##### EXERCISE INPUT #####

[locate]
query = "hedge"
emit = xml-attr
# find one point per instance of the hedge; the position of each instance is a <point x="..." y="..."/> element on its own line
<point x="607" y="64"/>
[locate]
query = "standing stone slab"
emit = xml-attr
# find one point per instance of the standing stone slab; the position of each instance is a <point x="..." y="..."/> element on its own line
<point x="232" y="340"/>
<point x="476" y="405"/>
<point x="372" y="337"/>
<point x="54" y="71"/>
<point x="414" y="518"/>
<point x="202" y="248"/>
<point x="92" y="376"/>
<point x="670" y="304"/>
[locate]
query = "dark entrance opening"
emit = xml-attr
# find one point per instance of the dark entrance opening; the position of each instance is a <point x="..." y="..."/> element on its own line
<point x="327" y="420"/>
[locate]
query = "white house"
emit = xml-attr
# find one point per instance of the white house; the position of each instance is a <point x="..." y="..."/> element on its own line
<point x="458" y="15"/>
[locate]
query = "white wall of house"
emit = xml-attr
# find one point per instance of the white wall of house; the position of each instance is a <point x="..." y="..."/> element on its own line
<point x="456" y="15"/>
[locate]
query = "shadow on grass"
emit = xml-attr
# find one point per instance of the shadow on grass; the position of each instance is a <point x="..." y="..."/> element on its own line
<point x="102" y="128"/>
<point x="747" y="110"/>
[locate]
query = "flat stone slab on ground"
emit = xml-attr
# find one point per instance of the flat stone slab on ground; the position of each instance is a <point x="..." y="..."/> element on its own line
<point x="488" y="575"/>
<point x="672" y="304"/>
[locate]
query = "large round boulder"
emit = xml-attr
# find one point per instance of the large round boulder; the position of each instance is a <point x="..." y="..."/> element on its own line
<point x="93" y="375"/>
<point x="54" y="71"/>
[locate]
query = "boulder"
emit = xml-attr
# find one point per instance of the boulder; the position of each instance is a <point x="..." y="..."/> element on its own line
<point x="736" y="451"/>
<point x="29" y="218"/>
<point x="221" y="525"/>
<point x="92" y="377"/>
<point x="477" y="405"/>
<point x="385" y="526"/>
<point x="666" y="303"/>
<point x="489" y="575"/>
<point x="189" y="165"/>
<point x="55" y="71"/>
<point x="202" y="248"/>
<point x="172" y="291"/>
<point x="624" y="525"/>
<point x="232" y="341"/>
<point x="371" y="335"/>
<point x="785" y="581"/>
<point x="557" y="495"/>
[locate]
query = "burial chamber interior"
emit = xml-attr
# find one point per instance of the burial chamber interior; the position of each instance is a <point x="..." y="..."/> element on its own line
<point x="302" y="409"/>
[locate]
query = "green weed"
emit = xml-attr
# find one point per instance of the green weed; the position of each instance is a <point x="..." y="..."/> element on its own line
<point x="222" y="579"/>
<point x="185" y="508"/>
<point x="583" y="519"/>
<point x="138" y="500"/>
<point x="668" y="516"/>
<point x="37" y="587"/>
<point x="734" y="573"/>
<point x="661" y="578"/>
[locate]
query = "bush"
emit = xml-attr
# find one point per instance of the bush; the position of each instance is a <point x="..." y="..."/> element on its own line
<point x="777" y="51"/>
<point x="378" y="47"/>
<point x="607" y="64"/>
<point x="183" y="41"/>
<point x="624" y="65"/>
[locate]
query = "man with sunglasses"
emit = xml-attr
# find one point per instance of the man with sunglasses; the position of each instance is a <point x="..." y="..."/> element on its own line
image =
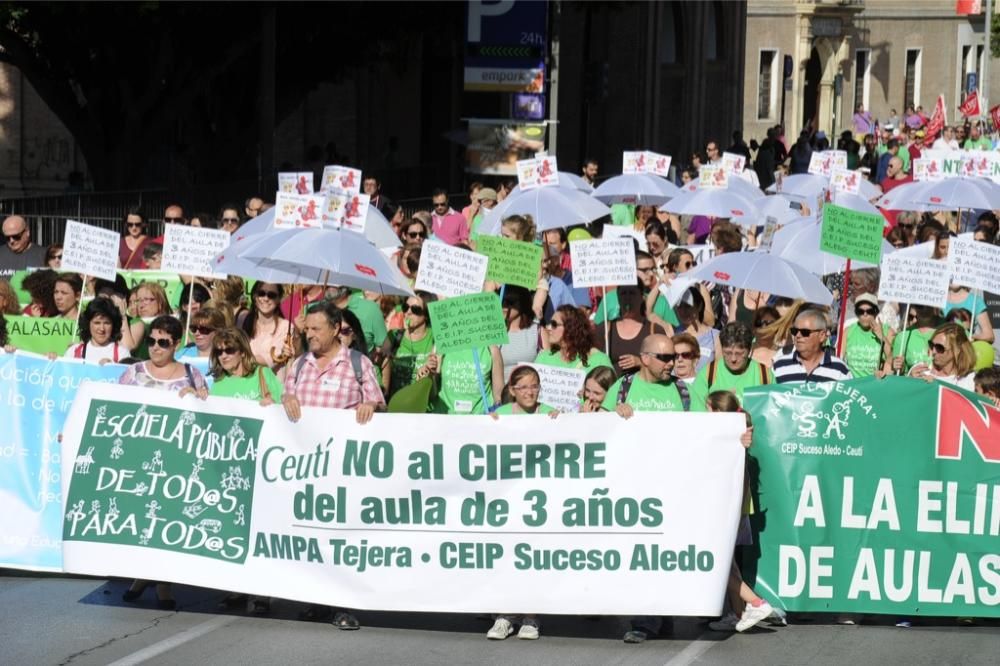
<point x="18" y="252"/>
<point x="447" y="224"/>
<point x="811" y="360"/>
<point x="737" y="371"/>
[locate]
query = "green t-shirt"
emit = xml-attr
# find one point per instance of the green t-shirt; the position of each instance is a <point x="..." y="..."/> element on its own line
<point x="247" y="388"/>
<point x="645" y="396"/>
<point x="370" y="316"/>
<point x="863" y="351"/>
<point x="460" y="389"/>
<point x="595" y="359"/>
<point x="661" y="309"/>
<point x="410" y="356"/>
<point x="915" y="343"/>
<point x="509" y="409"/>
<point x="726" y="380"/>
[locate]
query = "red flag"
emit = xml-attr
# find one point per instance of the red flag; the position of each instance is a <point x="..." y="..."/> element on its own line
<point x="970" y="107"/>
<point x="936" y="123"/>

#####

WORK INSTRUCTIONS
Skipping the pictures, transcribe each line above exactly as it appears.

TASK SOLUTION
[locate]
query = "hedge"
emit = xml-attr
# find one point per instance of the hedge; the position of each instance is a <point x="..." y="..."/> element on its own line
<point x="607" y="64"/>
[locate]
query = "standing stone slab"
emit = xml-attr
# find one point per instance of the standing stone slab; the position of each instance is a <point x="..." y="..."/> element on its own line
<point x="232" y="340"/>
<point x="476" y="405"/>
<point x="372" y="337"/>
<point x="54" y="71"/>
<point x="414" y="518"/>
<point x="202" y="248"/>
<point x="92" y="376"/>
<point x="670" y="304"/>
[locate]
query = "dark entrance opening"
emit = xml-attr
# find one point per instance of the dark entrance opening; the position of each instance is a <point x="..." y="..."/> element on its own line
<point x="327" y="420"/>
[locate]
query = "white house"
emit = xml-attr
# find one point per instance of the white house; the position of each instance is a <point x="..." y="..."/> element on its own line
<point x="458" y="15"/>
[locate]
query = "white wall of house"
emit = xml-attr
# find one point per instance of the white wall of house; the position of each instance is a <point x="..." y="..."/> element on its own line
<point x="456" y="15"/>
[locate]
query = "shadow on grass"
emit = xml-attr
# find one point per instance of the shadow on grass; the position of each instance is a <point x="..." y="..."/> element on its own line
<point x="102" y="128"/>
<point x="747" y="110"/>
[locate]
query = "flat stone slab on ground"
emit = xml-attr
# find one point per instance of the flat stone slab on ground; the position of each instance is a <point x="..." y="..."/> element on its own line
<point x="488" y="575"/>
<point x="672" y="304"/>
[locate]
query = "large round boulder"
emit = xml-attr
# find one point per instance of the large round boulder; the position of each instance is a <point x="..." y="..."/> element on its own line
<point x="93" y="375"/>
<point x="54" y="71"/>
[locate]
query = "boulder"
emit = xml-attr
# find one point per instance of the boulder; the position of each instance is a <point x="..." y="..."/> element on its own line
<point x="736" y="451"/>
<point x="29" y="218"/>
<point x="221" y="525"/>
<point x="92" y="377"/>
<point x="477" y="405"/>
<point x="385" y="526"/>
<point x="666" y="303"/>
<point x="489" y="575"/>
<point x="189" y="165"/>
<point x="55" y="71"/>
<point x="202" y="248"/>
<point x="172" y="291"/>
<point x="624" y="525"/>
<point x="232" y="341"/>
<point x="371" y="335"/>
<point x="785" y="581"/>
<point x="557" y="495"/>
[locate]
query = "burial chamber interior"
emit = xml-attr
# find one point per instance of the burial chamber interior; the position of each instance is a <point x="..." y="..."/> element on its own line
<point x="302" y="409"/>
[locate]
query = "green weed"
emit = xml-attr
# find one point per instance of the green weed; the position of each instance is a <point x="..." y="..."/> element on its own line
<point x="222" y="579"/>
<point x="185" y="508"/>
<point x="583" y="519"/>
<point x="138" y="500"/>
<point x="668" y="516"/>
<point x="37" y="587"/>
<point x="734" y="573"/>
<point x="661" y="578"/>
[locate]
query = "bush"
emit = xml-attr
# find one point per instance of the bush; the position of each instance is a <point x="..." y="..."/> element on its own line
<point x="777" y="51"/>
<point x="378" y="47"/>
<point x="607" y="64"/>
<point x="183" y="41"/>
<point x="624" y="65"/>
[locate]
query = "man with sunglasses"
emit = xml-attr
# find one point per instance of the man with sunglasses; the position of each instance is a <point x="..." y="..."/> element on its own line
image =
<point x="18" y="252"/>
<point x="447" y="224"/>
<point x="811" y="360"/>
<point x="737" y="371"/>
[locate]
query = "green t-shirt"
emit = xml-attr
# find one point per instance of the green t-shirt; the position of each instance is a <point x="..." y="..."/> element on its own line
<point x="247" y="388"/>
<point x="645" y="396"/>
<point x="370" y="316"/>
<point x="863" y="351"/>
<point x="460" y="389"/>
<point x="595" y="359"/>
<point x="661" y="309"/>
<point x="410" y="356"/>
<point x="915" y="343"/>
<point x="509" y="409"/>
<point x="726" y="380"/>
[locate]
query = "red flag"
emit = xml-attr
# find one point per instance of the red flag; the position of each instance is a <point x="..." y="..."/> element on its own line
<point x="970" y="107"/>
<point x="936" y="123"/>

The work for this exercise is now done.